* _Exercise materials_:
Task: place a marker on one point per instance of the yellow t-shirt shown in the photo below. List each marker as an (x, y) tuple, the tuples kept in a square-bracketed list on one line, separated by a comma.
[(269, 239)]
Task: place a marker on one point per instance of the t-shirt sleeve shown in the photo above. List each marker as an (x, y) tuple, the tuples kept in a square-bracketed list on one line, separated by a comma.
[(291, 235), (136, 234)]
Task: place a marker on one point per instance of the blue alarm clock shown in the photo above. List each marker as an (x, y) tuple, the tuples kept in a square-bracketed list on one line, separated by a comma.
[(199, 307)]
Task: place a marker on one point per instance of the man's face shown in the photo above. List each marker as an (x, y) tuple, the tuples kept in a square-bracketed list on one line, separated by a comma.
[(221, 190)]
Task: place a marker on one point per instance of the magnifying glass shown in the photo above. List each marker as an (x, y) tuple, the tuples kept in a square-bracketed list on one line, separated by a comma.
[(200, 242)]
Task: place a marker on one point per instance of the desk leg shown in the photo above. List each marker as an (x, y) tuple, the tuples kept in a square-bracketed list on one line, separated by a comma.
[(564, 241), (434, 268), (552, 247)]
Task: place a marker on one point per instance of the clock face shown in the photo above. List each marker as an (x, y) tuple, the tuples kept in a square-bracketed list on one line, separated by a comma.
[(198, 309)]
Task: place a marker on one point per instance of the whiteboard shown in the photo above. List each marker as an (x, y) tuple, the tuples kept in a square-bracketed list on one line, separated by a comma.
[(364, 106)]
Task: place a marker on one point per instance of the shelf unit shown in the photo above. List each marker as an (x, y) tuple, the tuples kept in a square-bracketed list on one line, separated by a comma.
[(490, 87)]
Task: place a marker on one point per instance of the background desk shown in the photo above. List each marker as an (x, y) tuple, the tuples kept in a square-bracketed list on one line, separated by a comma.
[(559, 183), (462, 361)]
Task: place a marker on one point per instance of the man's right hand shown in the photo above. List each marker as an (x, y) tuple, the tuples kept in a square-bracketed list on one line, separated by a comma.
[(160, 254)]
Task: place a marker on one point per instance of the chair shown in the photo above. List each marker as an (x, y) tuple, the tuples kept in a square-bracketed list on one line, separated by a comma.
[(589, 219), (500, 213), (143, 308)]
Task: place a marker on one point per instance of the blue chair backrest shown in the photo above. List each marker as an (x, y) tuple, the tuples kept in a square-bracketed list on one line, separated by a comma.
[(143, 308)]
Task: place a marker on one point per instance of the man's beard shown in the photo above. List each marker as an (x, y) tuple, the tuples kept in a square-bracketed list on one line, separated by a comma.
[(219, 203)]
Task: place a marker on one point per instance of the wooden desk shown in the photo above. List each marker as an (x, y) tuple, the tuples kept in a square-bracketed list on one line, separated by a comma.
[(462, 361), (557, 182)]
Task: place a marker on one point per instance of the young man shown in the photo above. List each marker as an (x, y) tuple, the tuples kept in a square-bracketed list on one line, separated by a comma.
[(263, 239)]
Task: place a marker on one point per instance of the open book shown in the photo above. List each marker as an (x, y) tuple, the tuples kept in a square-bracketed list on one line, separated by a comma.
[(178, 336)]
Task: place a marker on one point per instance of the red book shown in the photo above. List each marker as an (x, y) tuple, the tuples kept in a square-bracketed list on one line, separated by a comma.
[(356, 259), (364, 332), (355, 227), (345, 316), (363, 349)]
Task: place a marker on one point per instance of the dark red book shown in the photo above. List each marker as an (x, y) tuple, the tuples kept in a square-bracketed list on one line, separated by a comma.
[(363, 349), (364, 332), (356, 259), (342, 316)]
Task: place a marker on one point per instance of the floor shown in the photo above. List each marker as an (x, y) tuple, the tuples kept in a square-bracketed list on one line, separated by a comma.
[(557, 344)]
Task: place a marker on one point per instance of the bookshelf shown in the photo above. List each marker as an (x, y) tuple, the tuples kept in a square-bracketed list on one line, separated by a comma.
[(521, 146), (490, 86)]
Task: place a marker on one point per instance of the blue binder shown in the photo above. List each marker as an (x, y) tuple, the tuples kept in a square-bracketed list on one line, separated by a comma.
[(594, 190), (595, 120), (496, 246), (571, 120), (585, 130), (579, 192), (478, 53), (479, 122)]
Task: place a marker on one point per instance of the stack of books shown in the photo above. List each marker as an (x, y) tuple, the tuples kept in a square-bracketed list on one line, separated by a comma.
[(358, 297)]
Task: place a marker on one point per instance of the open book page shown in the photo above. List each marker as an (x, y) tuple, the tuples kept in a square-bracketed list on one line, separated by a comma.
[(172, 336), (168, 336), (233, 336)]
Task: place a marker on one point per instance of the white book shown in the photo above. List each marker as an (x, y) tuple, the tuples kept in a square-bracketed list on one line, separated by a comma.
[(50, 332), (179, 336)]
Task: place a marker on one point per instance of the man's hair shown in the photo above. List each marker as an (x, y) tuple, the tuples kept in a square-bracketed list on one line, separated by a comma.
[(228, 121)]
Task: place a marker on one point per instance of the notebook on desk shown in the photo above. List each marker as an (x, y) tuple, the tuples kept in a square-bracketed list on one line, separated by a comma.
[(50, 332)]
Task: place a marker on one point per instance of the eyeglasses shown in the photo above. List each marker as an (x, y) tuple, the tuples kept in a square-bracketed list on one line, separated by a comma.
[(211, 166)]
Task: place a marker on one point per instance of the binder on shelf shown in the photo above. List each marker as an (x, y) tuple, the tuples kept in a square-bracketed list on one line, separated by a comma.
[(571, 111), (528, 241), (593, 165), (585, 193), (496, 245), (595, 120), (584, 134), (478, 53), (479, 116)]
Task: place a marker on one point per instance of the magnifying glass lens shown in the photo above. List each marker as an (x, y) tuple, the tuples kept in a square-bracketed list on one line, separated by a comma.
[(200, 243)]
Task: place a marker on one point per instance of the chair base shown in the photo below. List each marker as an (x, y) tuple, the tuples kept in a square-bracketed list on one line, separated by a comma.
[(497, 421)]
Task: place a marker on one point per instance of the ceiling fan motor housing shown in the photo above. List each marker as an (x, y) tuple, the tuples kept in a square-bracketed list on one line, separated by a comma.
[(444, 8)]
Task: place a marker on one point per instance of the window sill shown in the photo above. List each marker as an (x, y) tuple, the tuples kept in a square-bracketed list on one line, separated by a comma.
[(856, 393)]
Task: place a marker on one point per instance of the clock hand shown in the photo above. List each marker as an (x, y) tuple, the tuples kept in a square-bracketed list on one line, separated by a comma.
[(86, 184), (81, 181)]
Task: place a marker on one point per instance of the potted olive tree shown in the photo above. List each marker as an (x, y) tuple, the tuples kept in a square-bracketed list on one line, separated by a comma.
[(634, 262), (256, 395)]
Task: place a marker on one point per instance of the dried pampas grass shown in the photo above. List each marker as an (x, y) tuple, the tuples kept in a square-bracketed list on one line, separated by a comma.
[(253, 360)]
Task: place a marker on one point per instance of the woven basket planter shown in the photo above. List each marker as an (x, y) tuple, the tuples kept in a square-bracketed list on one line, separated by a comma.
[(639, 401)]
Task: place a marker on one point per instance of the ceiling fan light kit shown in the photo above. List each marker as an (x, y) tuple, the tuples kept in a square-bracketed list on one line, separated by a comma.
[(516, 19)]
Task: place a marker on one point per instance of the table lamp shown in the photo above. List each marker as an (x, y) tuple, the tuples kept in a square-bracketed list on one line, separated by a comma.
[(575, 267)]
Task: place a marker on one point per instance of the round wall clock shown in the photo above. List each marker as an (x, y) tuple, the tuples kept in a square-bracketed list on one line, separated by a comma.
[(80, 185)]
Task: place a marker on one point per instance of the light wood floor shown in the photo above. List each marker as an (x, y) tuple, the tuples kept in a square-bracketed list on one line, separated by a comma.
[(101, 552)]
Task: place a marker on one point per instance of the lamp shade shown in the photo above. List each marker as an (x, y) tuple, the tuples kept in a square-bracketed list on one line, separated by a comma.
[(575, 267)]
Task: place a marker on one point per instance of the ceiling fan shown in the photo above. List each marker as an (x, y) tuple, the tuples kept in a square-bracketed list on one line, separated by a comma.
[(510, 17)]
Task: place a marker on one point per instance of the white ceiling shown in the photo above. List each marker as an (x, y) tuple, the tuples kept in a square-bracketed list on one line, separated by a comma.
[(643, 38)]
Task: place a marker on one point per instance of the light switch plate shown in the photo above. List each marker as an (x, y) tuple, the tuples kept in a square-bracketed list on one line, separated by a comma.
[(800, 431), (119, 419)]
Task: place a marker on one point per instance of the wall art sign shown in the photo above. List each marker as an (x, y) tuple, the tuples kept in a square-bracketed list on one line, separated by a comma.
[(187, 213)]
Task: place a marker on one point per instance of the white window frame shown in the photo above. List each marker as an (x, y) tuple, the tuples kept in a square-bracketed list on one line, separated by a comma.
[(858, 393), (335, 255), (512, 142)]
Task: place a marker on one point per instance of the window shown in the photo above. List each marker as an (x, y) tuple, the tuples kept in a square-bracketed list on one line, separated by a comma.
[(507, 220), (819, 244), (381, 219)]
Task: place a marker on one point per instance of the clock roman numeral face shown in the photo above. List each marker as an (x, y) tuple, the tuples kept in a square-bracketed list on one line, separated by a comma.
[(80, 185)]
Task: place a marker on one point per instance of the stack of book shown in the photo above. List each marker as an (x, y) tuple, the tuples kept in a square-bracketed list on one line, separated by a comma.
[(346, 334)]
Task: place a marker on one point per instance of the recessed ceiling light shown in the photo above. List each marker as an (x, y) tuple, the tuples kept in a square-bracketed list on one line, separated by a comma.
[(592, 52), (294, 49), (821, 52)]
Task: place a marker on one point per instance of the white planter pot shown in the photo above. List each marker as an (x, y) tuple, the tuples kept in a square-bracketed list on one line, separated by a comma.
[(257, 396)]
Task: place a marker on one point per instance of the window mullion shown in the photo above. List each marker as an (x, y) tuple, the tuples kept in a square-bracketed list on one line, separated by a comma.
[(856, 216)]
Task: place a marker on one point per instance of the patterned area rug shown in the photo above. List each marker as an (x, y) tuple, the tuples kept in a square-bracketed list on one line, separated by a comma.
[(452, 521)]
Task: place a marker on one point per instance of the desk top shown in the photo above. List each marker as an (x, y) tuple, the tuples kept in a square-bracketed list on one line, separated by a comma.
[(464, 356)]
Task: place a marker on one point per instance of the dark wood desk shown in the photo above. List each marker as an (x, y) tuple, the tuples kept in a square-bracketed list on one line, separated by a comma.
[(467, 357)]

* _What needs to be done_: Copy from the listing, word for word, the lines that start with the one containing "the chair shown" and go on through the one containing "[(462, 361), (557, 182)]". Include both of those lines.

* _Correct response_:
Task: place a marker on one point per instance of the chair shown in the photo above. List each marker as an (x, y) tuple, the tuples kept in a square-bracketed list on one line, separated by a comma.
[(589, 219), (500, 213), (143, 308)]
Task: place a marker on one point per instance of the blue chair backrest shown in the photo above. List each marker as an (x, y) tuple, the tuples kept in a square-bracketed list on one line, separated by a comma.
[(143, 308)]
Task: place a marker on one point per instance of the man's beard shown in the photo above. List each marker as an (x, y) tuple, the tuples kept in a square-bracketed list on one line, separated by a comma.
[(219, 203)]
Task: place a marker on one point per instance of the wooden desk shown in the photo above. List each marker as an (x, y) tuple, the tuples kept in a square-bracketed list on one line, separated by a comma.
[(462, 361), (557, 182)]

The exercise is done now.